SOURCE PASSAGE |
::::::::::

Correlation

alt text

Correlation is basically whether or not there is any relationship between two sets of data.
If there is any kind of relationship then a change in one variable can be associated with a change in the other.
A lot of relationships are infact linear but very few are actually perfect because there are normally other factors involved.
The Correlation component of the Analysis-ToolPak will only tell you if there is a correlation.
It will not tell you to what extent the two data sets are related. For this you need to use the Covariance component.


The population correlation calculation returns the covariance of the two data sets divided by the product of their standard deviations.


Using Correlation

We are going to check to see if there is a correlation between the number of business cards we give out and the number of people who visit our website.
Lets assume we have the following table of data.

alt text

Select (Tools > Data Analysis) and choose Correlation in the Data Analysis dialog box.
Press OK to display the Correlation dialog box.
Specify the input range to be C2:D8 and specify the output to be pasted in cell "B10" below this table.

alt text

Input Range - Enter the cell reference for the range of data you want to analyze. The reference must consist of two or more adjacent ranges of data arranged in columns or rows.
Grouped By - To indicate whether the data in the input range is arranged in rows or in columns, click Rows or Columns.
Labels in First Row/Labels in First Column - If the first row of your input range contains labels, select the Labels in First Row check box. If the labels are in the first column of your input range, select the Labels in First Column check box. This check box is clear if your input range has no labels; Microsoft Excel generates appropriate data labels for the output table.
Output Range - Enter the reference for the upper-left cell of the output table. Excel populates only half of the table because correlation between two ranges of data is independent of the order in which the ranges are processed. Cells in the output table with matching row and column coordinates contain the value 1 because each data set correlates exactly with itself.
New Worksheet Ply - Click to insert a new worksheet in the current workbook and paste the results starting at cell A1 of the new worksheet. To name the new worksheet, type a name in the box.

::::::::::

SOURCE DATA |
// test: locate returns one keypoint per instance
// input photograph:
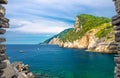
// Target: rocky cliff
(8, 70)
(89, 32)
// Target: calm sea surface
(55, 62)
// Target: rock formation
(89, 40)
(116, 24)
(7, 70)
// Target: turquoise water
(54, 62)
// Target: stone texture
(2, 31)
(3, 1)
(2, 40)
(116, 24)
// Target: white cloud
(25, 15)
(38, 26)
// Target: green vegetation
(87, 22)
(104, 32)
(60, 35)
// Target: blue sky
(33, 21)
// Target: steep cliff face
(89, 32)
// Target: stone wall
(116, 24)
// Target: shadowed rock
(117, 60)
(3, 65)
(116, 27)
(4, 25)
(2, 40)
(3, 1)
(117, 5)
(3, 57)
(117, 34)
(2, 31)
(1, 72)
(116, 22)
(2, 11)
(2, 49)
(2, 19)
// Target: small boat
(21, 51)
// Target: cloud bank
(52, 16)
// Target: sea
(51, 61)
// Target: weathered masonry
(116, 24)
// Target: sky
(33, 21)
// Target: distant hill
(89, 32)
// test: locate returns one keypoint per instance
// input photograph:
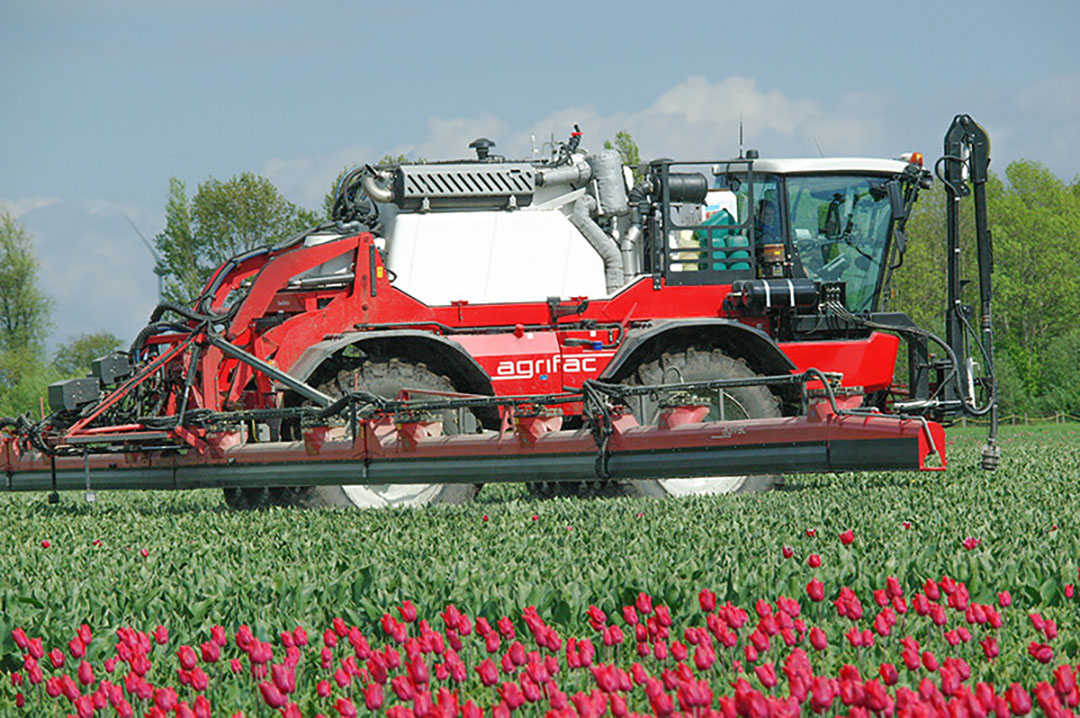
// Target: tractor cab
(829, 220)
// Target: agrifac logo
(544, 366)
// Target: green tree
(387, 161)
(24, 322)
(1035, 224)
(628, 150)
(73, 356)
(24, 380)
(24, 308)
(223, 219)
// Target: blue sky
(100, 103)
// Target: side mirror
(896, 199)
(832, 226)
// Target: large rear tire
(691, 364)
(383, 378)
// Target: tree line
(1035, 221)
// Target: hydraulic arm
(963, 170)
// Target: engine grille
(464, 185)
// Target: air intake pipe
(605, 246)
(372, 188)
(638, 202)
(576, 175)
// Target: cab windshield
(839, 228)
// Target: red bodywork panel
(518, 346)
(529, 361)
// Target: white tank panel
(494, 256)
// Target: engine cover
(468, 185)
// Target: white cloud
(19, 206)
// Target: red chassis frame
(524, 351)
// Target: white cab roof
(838, 164)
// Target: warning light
(913, 158)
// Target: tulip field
(898, 594)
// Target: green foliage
(1035, 222)
(628, 150)
(223, 219)
(24, 378)
(24, 308)
(73, 357)
(387, 161)
(280, 568)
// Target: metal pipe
(373, 189)
(606, 247)
(784, 445)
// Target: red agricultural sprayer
(699, 327)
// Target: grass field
(184, 560)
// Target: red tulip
(766, 674)
(272, 695)
(165, 699)
(373, 696)
(85, 673)
(211, 651)
(1018, 700)
(407, 611)
(1040, 652)
(346, 708)
(929, 661)
(188, 658)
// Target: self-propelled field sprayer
(569, 322)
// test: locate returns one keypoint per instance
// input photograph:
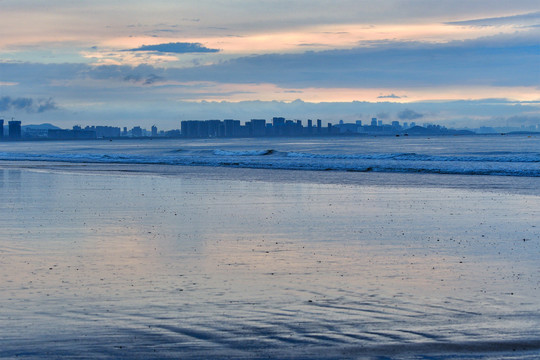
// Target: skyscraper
(15, 129)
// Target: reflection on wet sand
(118, 265)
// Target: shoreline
(490, 183)
(188, 262)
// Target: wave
(527, 158)
(244, 152)
(271, 159)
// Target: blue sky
(127, 63)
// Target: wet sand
(123, 263)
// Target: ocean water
(105, 254)
(463, 155)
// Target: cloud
(47, 105)
(176, 48)
(509, 60)
(409, 114)
(532, 18)
(27, 104)
(390, 96)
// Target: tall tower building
(15, 129)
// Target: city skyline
(117, 63)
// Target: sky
(128, 63)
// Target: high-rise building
(15, 129)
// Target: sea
(491, 155)
(284, 248)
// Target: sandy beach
(198, 263)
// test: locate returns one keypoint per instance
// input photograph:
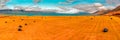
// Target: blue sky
(52, 3)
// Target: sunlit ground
(59, 28)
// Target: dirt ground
(59, 28)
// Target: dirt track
(60, 28)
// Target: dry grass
(60, 28)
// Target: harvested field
(59, 28)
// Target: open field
(59, 28)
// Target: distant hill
(115, 11)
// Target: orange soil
(60, 28)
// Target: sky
(53, 3)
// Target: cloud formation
(67, 2)
(36, 1)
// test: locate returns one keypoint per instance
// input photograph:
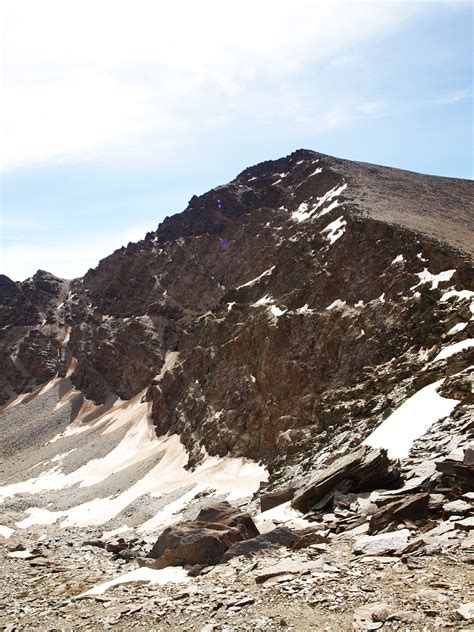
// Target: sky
(114, 113)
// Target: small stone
(466, 611)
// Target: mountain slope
(308, 296)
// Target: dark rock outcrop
(205, 540)
(298, 300)
(363, 470)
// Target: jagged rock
(224, 513)
(414, 508)
(278, 537)
(268, 500)
(192, 542)
(466, 611)
(457, 507)
(284, 568)
(363, 470)
(458, 471)
(467, 524)
(205, 540)
(382, 544)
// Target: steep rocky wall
(305, 295)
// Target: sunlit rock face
(293, 308)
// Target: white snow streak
(411, 420)
(303, 212)
(171, 574)
(426, 276)
(257, 279)
(335, 229)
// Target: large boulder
(268, 500)
(365, 469)
(191, 542)
(414, 507)
(205, 540)
(278, 537)
(224, 513)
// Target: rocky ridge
(283, 317)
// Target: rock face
(363, 470)
(205, 540)
(303, 300)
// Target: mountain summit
(280, 306)
(299, 341)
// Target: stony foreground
(324, 587)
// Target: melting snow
(6, 532)
(459, 295)
(282, 514)
(411, 420)
(233, 478)
(447, 352)
(398, 259)
(337, 303)
(257, 279)
(456, 328)
(302, 213)
(276, 311)
(435, 279)
(171, 574)
(335, 229)
(304, 310)
(265, 300)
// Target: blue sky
(116, 112)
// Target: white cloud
(455, 97)
(69, 257)
(84, 78)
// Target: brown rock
(276, 497)
(224, 513)
(192, 542)
(414, 507)
(363, 470)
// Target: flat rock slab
(285, 568)
(467, 524)
(365, 469)
(414, 507)
(381, 544)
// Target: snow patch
(456, 328)
(276, 311)
(169, 575)
(6, 532)
(398, 259)
(256, 279)
(335, 229)
(411, 420)
(336, 304)
(265, 300)
(304, 310)
(303, 213)
(426, 276)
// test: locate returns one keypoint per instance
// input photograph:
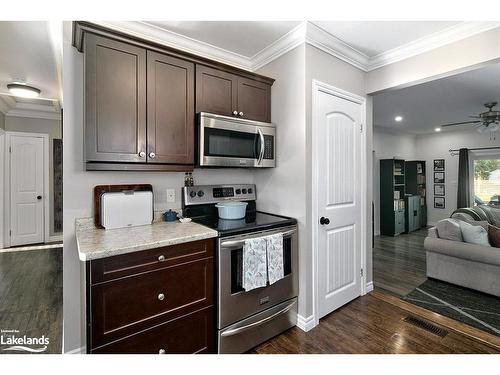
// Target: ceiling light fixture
(22, 90)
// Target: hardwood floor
(31, 295)
(399, 262)
(369, 325)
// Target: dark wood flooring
(31, 298)
(399, 262)
(369, 325)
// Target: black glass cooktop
(254, 221)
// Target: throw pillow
(449, 229)
(474, 234)
(494, 235)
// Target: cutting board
(126, 207)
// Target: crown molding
(287, 42)
(305, 32)
(427, 43)
(144, 30)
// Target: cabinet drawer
(130, 304)
(189, 334)
(148, 260)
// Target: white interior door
(339, 200)
(26, 190)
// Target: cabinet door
(216, 91)
(115, 101)
(254, 100)
(170, 109)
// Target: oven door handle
(262, 146)
(235, 331)
(240, 242)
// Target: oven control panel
(206, 194)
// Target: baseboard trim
(81, 350)
(306, 324)
(369, 287)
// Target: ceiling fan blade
(461, 123)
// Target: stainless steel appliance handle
(261, 155)
(235, 331)
(237, 242)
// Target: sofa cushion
(474, 234)
(494, 235)
(449, 229)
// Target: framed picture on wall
(439, 177)
(438, 165)
(439, 202)
(439, 190)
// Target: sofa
(465, 264)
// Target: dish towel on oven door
(254, 263)
(275, 268)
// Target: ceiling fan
(487, 121)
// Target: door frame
(46, 190)
(317, 87)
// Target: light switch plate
(170, 195)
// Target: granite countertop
(96, 243)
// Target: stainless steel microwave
(224, 141)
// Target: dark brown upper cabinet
(229, 94)
(115, 101)
(170, 103)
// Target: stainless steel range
(246, 319)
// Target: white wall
(282, 190)
(440, 62)
(387, 145)
(435, 146)
(45, 126)
(78, 185)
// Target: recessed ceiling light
(24, 91)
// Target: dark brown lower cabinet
(153, 301)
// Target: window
(487, 182)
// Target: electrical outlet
(170, 195)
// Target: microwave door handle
(261, 155)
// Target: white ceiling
(452, 99)
(245, 38)
(375, 37)
(27, 54)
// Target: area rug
(474, 308)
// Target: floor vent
(424, 324)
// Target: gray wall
(78, 185)
(39, 125)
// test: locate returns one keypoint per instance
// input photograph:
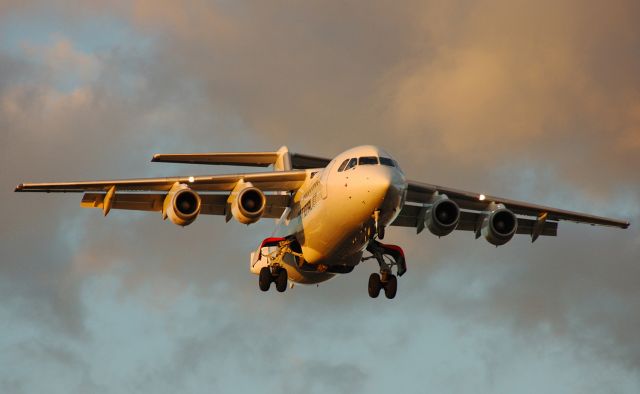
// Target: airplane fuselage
(338, 210)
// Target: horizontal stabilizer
(282, 160)
(251, 159)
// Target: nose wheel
(278, 276)
(376, 284)
(388, 256)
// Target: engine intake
(443, 216)
(499, 226)
(248, 205)
(182, 205)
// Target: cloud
(532, 101)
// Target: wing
(149, 194)
(212, 204)
(544, 219)
(266, 181)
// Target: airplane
(329, 212)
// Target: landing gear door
(324, 179)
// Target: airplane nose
(386, 183)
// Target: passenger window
(343, 165)
(367, 160)
(352, 163)
(387, 162)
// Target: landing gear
(274, 270)
(279, 277)
(391, 287)
(281, 280)
(388, 256)
(374, 285)
(264, 279)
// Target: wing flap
(423, 193)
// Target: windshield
(367, 160)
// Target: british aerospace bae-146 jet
(329, 212)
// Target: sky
(538, 101)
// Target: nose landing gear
(388, 256)
(278, 276)
(274, 270)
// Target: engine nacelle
(248, 205)
(443, 216)
(499, 226)
(182, 205)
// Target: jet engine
(499, 226)
(182, 205)
(248, 204)
(443, 216)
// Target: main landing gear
(388, 256)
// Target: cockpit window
(343, 165)
(387, 162)
(367, 160)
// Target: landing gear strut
(388, 256)
(278, 276)
(275, 271)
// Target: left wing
(212, 204)
(266, 181)
(542, 220)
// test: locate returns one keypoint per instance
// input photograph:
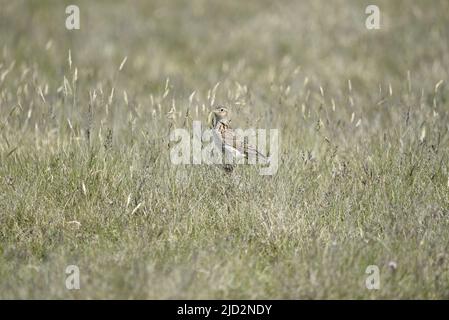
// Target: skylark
(229, 141)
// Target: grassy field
(86, 178)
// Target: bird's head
(218, 114)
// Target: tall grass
(86, 179)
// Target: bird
(229, 141)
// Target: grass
(85, 175)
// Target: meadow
(86, 178)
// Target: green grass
(363, 179)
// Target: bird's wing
(239, 143)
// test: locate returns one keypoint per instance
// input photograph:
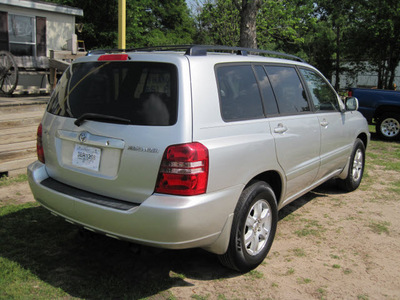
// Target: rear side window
(144, 93)
(288, 89)
(322, 95)
(238, 93)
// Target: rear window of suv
(141, 92)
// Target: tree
(375, 37)
(248, 10)
(149, 22)
(218, 23)
(161, 22)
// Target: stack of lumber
(18, 128)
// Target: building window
(22, 35)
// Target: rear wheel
(253, 228)
(388, 126)
(356, 168)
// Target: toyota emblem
(83, 137)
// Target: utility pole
(121, 24)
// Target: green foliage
(218, 23)
(154, 23)
(148, 22)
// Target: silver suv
(194, 148)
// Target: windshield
(143, 93)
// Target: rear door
(128, 115)
(336, 136)
(295, 130)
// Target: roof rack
(201, 50)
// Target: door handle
(324, 123)
(280, 129)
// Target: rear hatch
(110, 120)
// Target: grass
(44, 257)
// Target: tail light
(350, 93)
(184, 170)
(39, 144)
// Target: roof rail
(201, 50)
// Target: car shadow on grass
(91, 266)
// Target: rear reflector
(39, 144)
(184, 170)
(109, 57)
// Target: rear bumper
(165, 221)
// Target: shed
(30, 29)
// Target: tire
(356, 168)
(253, 228)
(388, 126)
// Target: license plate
(86, 157)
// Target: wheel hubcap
(357, 165)
(390, 127)
(257, 227)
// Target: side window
(266, 90)
(322, 95)
(238, 93)
(288, 89)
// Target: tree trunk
(337, 75)
(248, 28)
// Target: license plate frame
(86, 157)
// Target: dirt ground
(329, 245)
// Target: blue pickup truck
(382, 108)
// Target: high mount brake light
(184, 170)
(113, 57)
(39, 144)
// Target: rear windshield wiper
(101, 118)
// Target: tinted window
(144, 93)
(288, 89)
(322, 95)
(266, 91)
(239, 94)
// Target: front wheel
(253, 228)
(356, 168)
(388, 126)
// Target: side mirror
(351, 104)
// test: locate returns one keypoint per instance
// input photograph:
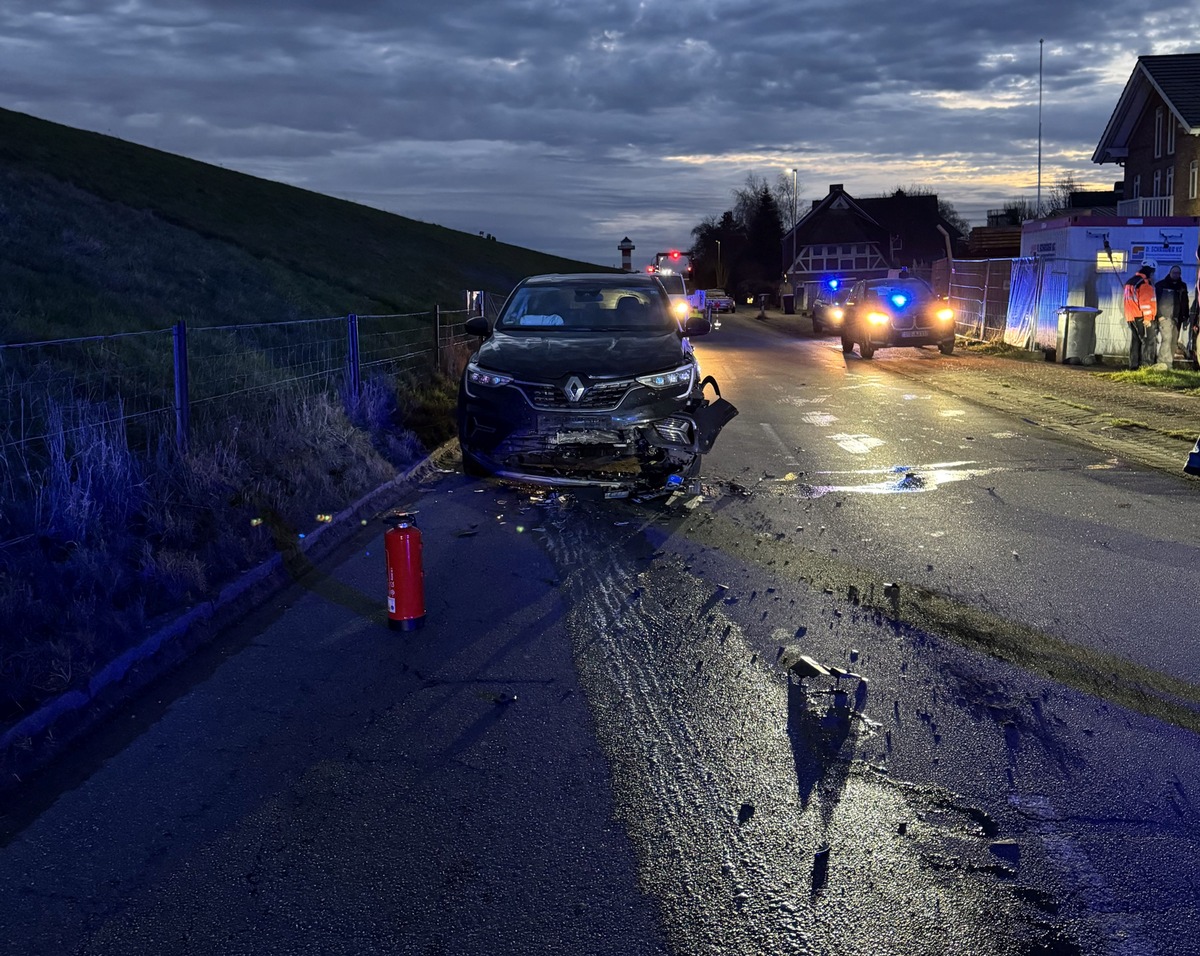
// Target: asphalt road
(594, 744)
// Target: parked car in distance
(904, 311)
(720, 300)
(828, 305)
(682, 305)
(588, 380)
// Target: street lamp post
(792, 268)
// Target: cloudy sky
(565, 125)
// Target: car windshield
(912, 288)
(576, 307)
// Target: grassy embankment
(105, 530)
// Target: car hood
(545, 358)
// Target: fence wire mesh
(58, 390)
(53, 391)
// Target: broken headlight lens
(678, 378)
(477, 376)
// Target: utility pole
(1038, 209)
(792, 268)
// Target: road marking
(769, 431)
(857, 444)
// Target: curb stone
(36, 739)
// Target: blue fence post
(183, 408)
(437, 337)
(353, 370)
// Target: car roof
(599, 278)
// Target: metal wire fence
(150, 384)
(979, 292)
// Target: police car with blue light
(901, 311)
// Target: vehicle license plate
(573, 422)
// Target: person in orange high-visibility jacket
(1140, 310)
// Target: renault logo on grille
(574, 389)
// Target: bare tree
(787, 200)
(745, 199)
(945, 206)
(1060, 193)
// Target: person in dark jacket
(1171, 298)
(1193, 324)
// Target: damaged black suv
(588, 379)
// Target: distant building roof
(900, 222)
(1176, 78)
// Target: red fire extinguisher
(406, 576)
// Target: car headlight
(477, 376)
(678, 378)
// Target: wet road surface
(595, 744)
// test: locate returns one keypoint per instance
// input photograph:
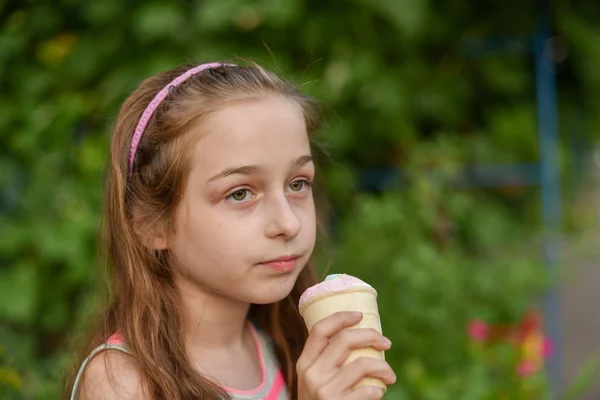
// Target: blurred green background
(458, 269)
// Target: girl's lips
(282, 264)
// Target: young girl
(209, 227)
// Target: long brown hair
(144, 304)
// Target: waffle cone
(358, 299)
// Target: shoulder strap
(104, 347)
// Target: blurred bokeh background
(461, 179)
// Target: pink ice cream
(333, 283)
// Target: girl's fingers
(365, 392)
(320, 334)
(344, 342)
(350, 374)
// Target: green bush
(398, 91)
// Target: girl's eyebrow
(253, 169)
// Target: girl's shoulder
(109, 372)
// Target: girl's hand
(321, 375)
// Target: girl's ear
(160, 240)
(152, 234)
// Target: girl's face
(246, 225)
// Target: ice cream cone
(319, 304)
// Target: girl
(209, 227)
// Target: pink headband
(151, 108)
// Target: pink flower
(478, 330)
(527, 368)
(547, 348)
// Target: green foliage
(399, 92)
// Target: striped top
(272, 386)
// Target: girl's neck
(211, 321)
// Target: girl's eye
(239, 195)
(299, 185)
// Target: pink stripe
(277, 387)
(156, 101)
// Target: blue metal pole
(547, 116)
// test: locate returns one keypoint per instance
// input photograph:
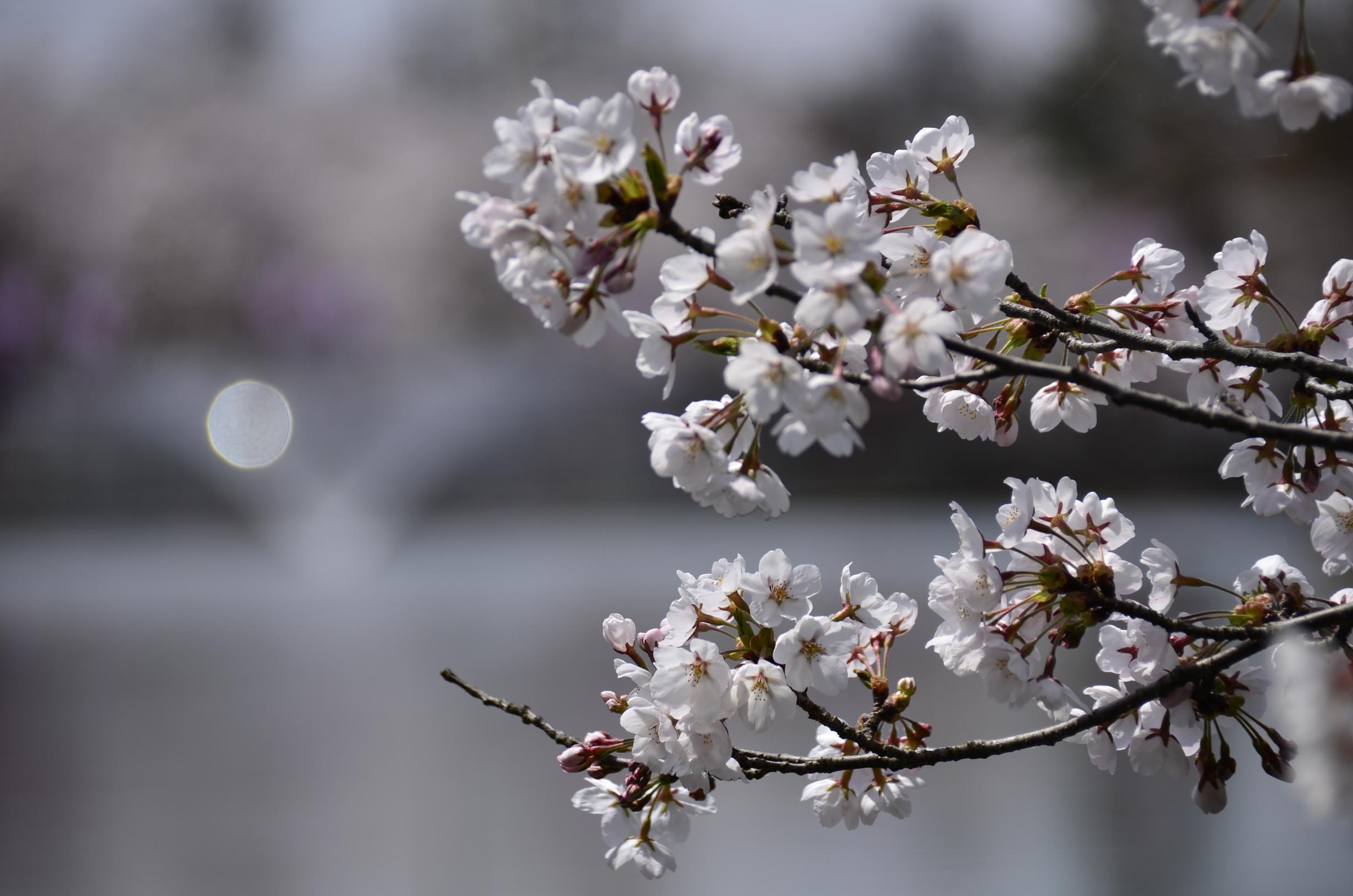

::::::::::

REQUIRED WORK |
[1] Reproduce everything from "New Worksheet Ply" down to "in the box." in the correlation tutorial, replacing "current workbook" with "active workbook".
[2] According to the correlation tutorial, what does the population correlation calculation return?

ACTIVITY ANSWERS |
[1]
New Worksheet Ply - Click to insert a new worksheet in the active workbook and paste the results starting at cell A1 of the new worksheet. To name the new worksheet, type a name in the box.

[2] It returns the covariance of the two data sets divided by the product of their standard deviations.